Begin EXTRACT PROVIDED

# nero showtime 3 and nero 7.7.5.1 problem



## Shasta (Feb 12, 2007)

hi 
i just installed nero 7.7.5.1 a few days ago. before that i was using the original nero 7 applications which was working perfectly fine. 
but this update is causing two problems. the new nero showtime is unable to play dvds. gives this error message upon inserting a dvd
Internal error. Cannot build graph. The application may be installed incorrectly
the previous showtime version was playing dvds perfectly. i've uninstalled and reinstalled the whole nero application but to no avail.
the second problem is with writing cds. the new nero application is unable to write cd rs (though it is writing perfectly in cd-rws) . the burn process just ends abruptly. there was no such problem in the previous version which i had.
plz hellp


----------



## Kiran.dks (Feb 12, 2007)

Are you trying to install pirated version? If that is the case, then it is expected. I suggest you stick to Original Nero 7 version which you have rather than going for pirated version.

One more thing...just check out whether free upgrades are available for version 7.

End EXTRACT PROVIDED
Begin DATA EXTRACT

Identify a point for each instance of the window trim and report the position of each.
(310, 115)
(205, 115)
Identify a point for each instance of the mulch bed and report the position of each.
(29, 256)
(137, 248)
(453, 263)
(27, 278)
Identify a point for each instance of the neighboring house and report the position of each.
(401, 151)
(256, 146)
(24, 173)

End DATA EXTRACT
Begin DATA EXTRACT

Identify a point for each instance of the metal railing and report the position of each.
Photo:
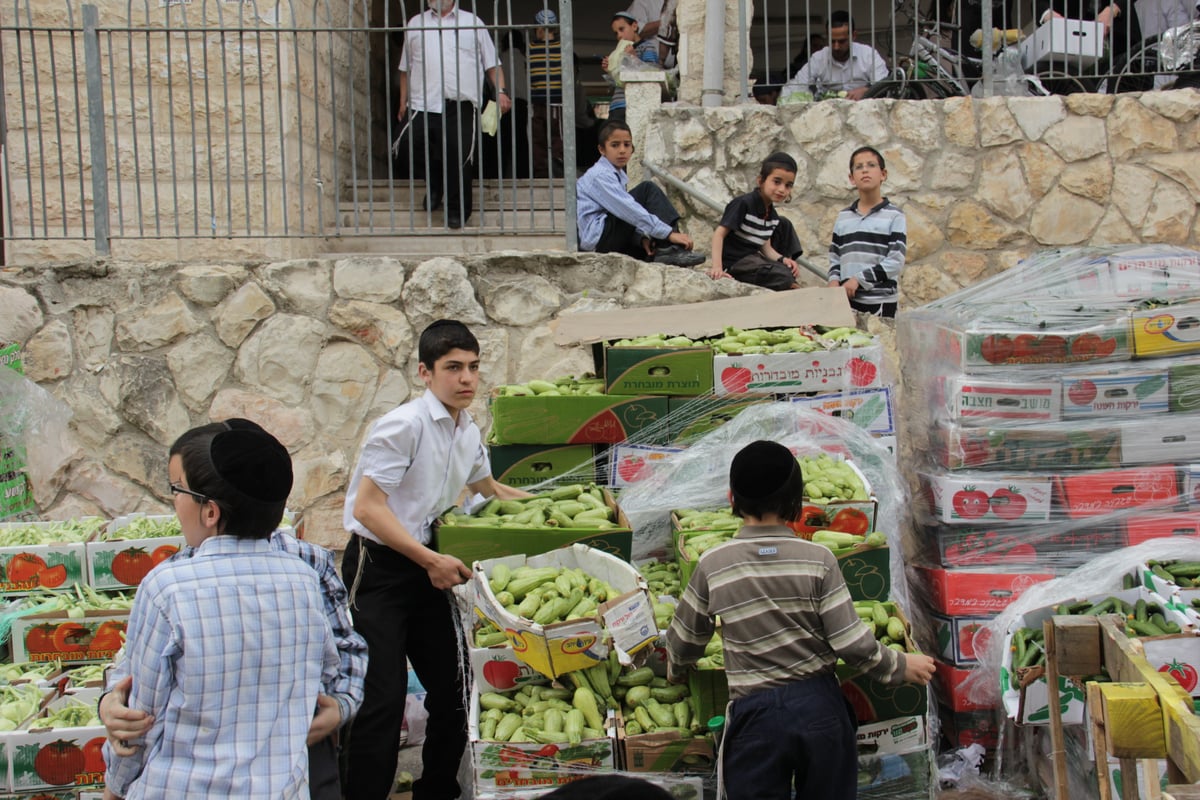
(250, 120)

End DATA EXTRACT

**SHORT EXERCISE 1:**
In the forum thread about Nero, what error message does the new ShowTime show when a DVD is inserted?
**SHORT EXERCISE 2:**
Does the forum thread about Nero support each of these statements? Answer yes or no for each, quoting the words that decide it.
(a) The new Nero version fails to write to CD-RWs.
(b) The first poster uninstalled and reinstalled the whole Nero application.
(c) The reply recommends staying with the original Nero 7 version.
The entries have nothing to do with the forum thread.

**TASK RESPONSE 1:**
"Internal error. Cannot build graph. The application may be installed incorrectly"

**TASK RESPONSE 2:**
(a) No: "the new nero application is unable to write cd rs (though it is writing perfectly in cd-rws)"
(b) Yes: "i've uninstalled and reinstalled the whole nero application but to no avail."
(c) Yes: "I suggest you stick to Original Nero 7 version which you have rather than going for pirated version."